[Приведённый отрывок]
Первый и самый естественный из них: по чьей инициативе возникла сама идея использовать русский фольклор? Проще всего думать, что такую мысль подал Бетховену граф Разумовский. Однако, зная биографию Андрея Кирилловича, который большую часть жизни провел за границей и ощущал своим домом Вену, трудно поверить в его внезапно возникшее пристрастие к песням далекой родины, будь то Украина или Россия. Никакой ностальгией он не страдал и, в отличие от собственных отца и дяди, не привечал у себя во дворце украинских бандуристов, зато взял под свое покровительство лучший в Европе квартет Шуппанцига. Настаивать на том, чтобы Бетховен непременно использовал в своих квартетах подлинные народные песни, со стороны Разумовского выглядело бы странной причудой. Никто из других меценатов, ни русских, ни венгерских, никогда не ставил перед композитором подобных условий. Более того, хотя Разумовскому посвящали свои произведения другие композиторы, ни один из них не обращался к русскому фольклору. Народных мелодий нет ни в трех квартетах Франтишека Кроммера ор. 68 (1809), ни в квартете Шпора ор. 27 (1812), ни в двух квартетах Вайса ор. 8 (1814).

Если Разумовский и мог обратить внимание Бетховена на народные песни, то, скорее всего, в виде ненавязчивого предложения, на которое композитор охотно откликнулся.
[/Приведённый отрывок]
[Исходные данные]
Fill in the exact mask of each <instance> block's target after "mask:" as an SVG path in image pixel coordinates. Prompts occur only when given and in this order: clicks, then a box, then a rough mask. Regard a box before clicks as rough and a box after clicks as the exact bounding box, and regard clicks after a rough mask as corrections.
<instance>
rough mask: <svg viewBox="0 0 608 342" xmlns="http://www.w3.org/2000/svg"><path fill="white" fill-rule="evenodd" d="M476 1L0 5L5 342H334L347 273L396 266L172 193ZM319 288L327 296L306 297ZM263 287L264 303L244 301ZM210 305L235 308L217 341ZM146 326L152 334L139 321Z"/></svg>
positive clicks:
[/Исходные данные]
* _Что нужно сделать_
Перепишите без изменений часть отрывка о квартетах Бетховена от слов «Если Разумовский и» до слов «композитор охотно откликнулся.» включительно. Опирайтесь только на отрывок о квартетах Бетховена.

* _Решение задачи_
Если Разумовский и мог обратить внимание Бетховена на народные песни, то, скорее всего, в виде ненавязчивого предложения, на которое композитор охотно откликнулся.